Para o executivo, esse ciclo de baixa é “recorrente”. Todo agente da cadeia sabe que, a cada quatro ou cinco anos, ele acontece. “Todavia, este último se misturou com política e se tornou mais dolorido. Mas quem é da pecuária já passou por isso e sabe que ali na frente as coisas melhoram”, enfatiza.
Na percepção dele, já há sinais positivos. Para o diretor de Pecuária da Nelore Grendene, no mês de julho, haverá reação, pois os insumos estão com preços baixando, como o milho por R$ 35/saca e a soja por R$ 100/saca, por exemplo. “Entendo que toda a economia passa por acomodação; logo, tudo é questão de acreditar e trabalhar para estar bem logo ali na frente”, acredita. Em 2023, “nossa produção de touros deve crescer, pelo menos, 10%”, planeja.
TOP 2 - Agropecuária Jacarezinho
Na vice-liderança do top cinco, vem a Agropecuária Jacarezinho, o criatório líder do último TOP 100 Zebuínos (2022), referente ao desempenho de 2021. Em 2022, suas propriedades na Bahia e Mato Grosso desovaram produção de 1.452 reprodutores, queda de 42% em relação aos 2.514 negociados em 2022. Em números, é a maior redução entre os principais vendedores do produto.
Para Lucas Motta, zootecnista e gerente comercial da empresa, ao final de 2023, todos entenderão que 2022 foi um ano bem mais “desafiador”. Ele explica que, em 2021, a arroba do boi gordo oscilou entre R$ 280 e R$ 310, caindo substancialmente ano passado, início do ciclo de baixa de preços. Motta salienta que o primeiro ano desses períodos sempre são mais duros.
Uma das consequências imediatas é o “desânimo”, que acaba envolvendo os usuários de touros. Eles param de investir em produtos com um valor agregado maior. Ainda assim, para Motta, o ciclo de baixa não muda “o negócio” pecuário. Só que o cliente que comprava 30 touros, agora leva só dez.
Então, “a comercialização é a mesma, porém, com volume e preços médios menores. As cotações caem quase na mesma proporção da arroba, dependendo da praça. Mas a Jacarezinho tem por filosofia ser parceira de seus clientes; logo, continua atendendo da melhor forma possível, sempre oferecendo o melhor produto”, explica.
☆ ☆ ☆ ☆
OBJETIVOS –
A. Transcreva, do texto sobre a venda de touros, o trecho que se inicia nas palavras "TOP 2 - Agropecuária" e termina logo após "vendedores do produto.".
B. Com base no texto sobre a venda de touros, responda:
(i) Que preço por saca de milho o diretor de Pecuária da Nelore Grendene cita?
(ii) Em quais estados ficam as propriedades da Agropecuária Jacarezinho?
(iii) Que funções Lucas Motta exerce na empresa?
C. Segundo o texto sobre a venda de touros, por que o diretor de Pecuária da Nelore Grendene espera uma reação no mês de julho? Explique em até três frases.

[Registros de anotação de contornos em imagens]
☆ ☆ ☆ ☆
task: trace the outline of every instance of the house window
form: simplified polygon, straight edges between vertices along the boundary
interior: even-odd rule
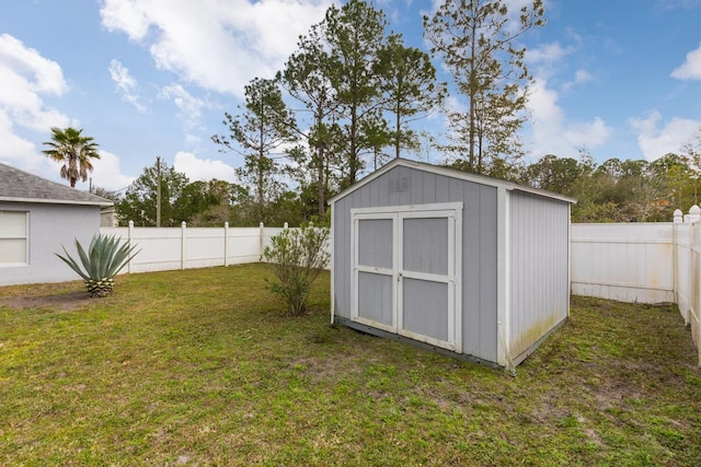
[[[26,265],[30,213],[0,211],[0,266]]]

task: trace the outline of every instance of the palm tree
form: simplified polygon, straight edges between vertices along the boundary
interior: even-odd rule
[[[62,162],[61,178],[70,182],[71,188],[76,188],[78,178],[85,182],[88,172],[93,171],[91,159],[100,159],[97,143],[91,137],[83,137],[74,128],[51,128],[51,141],[44,142],[50,149],[42,151],[49,159]]]

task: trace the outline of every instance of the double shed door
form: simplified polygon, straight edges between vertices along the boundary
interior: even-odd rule
[[[461,352],[462,203],[357,209],[352,218],[352,318]]]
☆ ☆ ☆ ☆
RESPOSTAS –
A.
TOP 2 - Agropecuária Jacarezinho
Na vice-liderança do top cinco, vem a Agropecuária Jacarezinho, o criatório líder do último TOP 100 Zebuínos (2022), referente ao desempenho de 2021. Em 2022, suas propriedades na Bahia e Mato Grosso desovaram produção de 1.452 reprodutores, queda de 42% em relação aos 2.514 negociados em 2022. Em números, é a maior redução entre os principais vendedores do produto.

B.
(i) R$ 35/saca.
(ii) Bahia e Mato Grosso.
(iii) Zootecnista e gerente comercial.

C. Ele espera uma reação em julho porque os preços dos insumos estão baixando. Como exemplos, cita o milho a R$ 35/saca e a soja a R$ 100/saca.